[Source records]
-----

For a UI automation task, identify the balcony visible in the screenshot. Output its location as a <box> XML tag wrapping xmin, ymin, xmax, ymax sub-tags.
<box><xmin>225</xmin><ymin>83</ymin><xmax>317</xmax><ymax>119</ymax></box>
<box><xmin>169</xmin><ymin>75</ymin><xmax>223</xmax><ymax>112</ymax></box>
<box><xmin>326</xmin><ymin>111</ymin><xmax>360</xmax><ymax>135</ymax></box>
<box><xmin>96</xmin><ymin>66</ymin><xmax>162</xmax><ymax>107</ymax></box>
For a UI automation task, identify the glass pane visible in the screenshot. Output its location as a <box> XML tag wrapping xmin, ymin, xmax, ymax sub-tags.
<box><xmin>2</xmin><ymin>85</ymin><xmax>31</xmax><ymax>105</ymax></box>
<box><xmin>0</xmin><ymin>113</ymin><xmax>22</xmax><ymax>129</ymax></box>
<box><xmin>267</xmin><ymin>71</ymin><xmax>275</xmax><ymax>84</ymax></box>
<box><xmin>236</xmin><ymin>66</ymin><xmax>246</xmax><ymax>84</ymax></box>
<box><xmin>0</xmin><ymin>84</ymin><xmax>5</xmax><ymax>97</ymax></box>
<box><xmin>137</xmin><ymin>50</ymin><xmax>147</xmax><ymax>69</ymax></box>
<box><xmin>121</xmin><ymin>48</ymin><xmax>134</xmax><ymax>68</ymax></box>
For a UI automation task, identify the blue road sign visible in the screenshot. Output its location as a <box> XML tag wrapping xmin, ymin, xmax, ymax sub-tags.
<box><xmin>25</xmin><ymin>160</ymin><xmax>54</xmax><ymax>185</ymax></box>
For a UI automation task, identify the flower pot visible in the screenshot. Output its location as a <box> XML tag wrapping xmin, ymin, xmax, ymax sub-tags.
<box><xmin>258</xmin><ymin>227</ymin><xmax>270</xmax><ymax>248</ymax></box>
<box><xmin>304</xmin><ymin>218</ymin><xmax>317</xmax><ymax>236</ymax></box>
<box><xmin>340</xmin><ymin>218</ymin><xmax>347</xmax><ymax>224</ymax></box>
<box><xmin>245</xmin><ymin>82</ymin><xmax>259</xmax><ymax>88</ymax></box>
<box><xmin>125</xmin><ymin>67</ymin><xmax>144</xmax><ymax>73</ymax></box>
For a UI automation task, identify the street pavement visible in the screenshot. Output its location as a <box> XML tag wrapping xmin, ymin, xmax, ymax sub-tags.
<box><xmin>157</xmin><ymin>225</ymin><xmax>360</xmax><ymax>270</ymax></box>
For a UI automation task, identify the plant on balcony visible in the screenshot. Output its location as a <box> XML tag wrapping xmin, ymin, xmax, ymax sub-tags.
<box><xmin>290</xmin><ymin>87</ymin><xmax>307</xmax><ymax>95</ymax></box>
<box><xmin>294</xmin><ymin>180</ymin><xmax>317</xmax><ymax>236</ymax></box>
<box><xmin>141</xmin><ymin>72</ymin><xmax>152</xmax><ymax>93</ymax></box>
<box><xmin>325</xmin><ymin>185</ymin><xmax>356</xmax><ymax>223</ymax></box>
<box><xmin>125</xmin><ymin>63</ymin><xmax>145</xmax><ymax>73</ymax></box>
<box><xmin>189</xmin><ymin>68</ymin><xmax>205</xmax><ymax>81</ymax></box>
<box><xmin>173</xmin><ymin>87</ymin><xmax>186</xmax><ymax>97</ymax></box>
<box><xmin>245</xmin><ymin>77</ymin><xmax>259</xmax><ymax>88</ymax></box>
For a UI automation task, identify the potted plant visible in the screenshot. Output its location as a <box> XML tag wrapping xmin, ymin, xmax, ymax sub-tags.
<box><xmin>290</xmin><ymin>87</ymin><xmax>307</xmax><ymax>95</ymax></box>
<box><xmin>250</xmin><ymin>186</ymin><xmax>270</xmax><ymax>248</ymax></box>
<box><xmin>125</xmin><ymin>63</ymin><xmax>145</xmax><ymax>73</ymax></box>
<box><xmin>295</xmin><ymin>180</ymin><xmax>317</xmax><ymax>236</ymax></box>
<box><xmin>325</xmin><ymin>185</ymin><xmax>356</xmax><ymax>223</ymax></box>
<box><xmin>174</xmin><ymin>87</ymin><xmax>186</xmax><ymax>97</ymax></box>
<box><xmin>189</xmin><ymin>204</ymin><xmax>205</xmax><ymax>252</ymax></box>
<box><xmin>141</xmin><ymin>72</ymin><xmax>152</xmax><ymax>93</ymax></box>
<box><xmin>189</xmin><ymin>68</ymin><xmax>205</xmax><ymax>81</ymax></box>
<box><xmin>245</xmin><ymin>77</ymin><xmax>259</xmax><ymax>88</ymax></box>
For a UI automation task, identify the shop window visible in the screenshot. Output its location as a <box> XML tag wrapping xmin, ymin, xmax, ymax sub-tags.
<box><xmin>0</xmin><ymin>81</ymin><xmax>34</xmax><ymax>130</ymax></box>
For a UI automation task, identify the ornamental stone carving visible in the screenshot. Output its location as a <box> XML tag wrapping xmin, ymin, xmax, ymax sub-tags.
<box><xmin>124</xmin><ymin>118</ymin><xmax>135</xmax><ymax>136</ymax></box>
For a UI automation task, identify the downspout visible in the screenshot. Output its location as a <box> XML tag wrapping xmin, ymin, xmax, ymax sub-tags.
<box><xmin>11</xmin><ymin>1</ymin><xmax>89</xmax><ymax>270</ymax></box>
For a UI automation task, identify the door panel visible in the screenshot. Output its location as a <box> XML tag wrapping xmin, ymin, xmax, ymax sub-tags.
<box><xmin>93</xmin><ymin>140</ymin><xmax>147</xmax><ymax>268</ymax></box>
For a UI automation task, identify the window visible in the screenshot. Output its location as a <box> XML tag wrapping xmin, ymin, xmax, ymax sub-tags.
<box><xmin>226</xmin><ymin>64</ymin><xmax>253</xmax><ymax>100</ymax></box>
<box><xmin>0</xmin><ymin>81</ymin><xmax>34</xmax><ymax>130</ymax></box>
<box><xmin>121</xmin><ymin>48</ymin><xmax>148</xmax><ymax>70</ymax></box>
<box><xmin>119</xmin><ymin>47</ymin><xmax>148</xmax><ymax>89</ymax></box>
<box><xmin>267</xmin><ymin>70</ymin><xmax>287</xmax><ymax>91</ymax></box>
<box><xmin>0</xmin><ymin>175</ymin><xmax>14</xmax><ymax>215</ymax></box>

-----

Copy out in full every line of the material above that contains the string "window", matching case exactly.

Expected output -
For a UI automation task, identify the shop window visible in the screenshot. Output its location as a <box> XML tag wrapping xmin, ymin, xmax, ymax sub-tags.
For a UI automation task, identify the window visible in the screenshot. Output its location as a <box> XML tag wrapping xmin, ymin, xmax, ymax sub-tags.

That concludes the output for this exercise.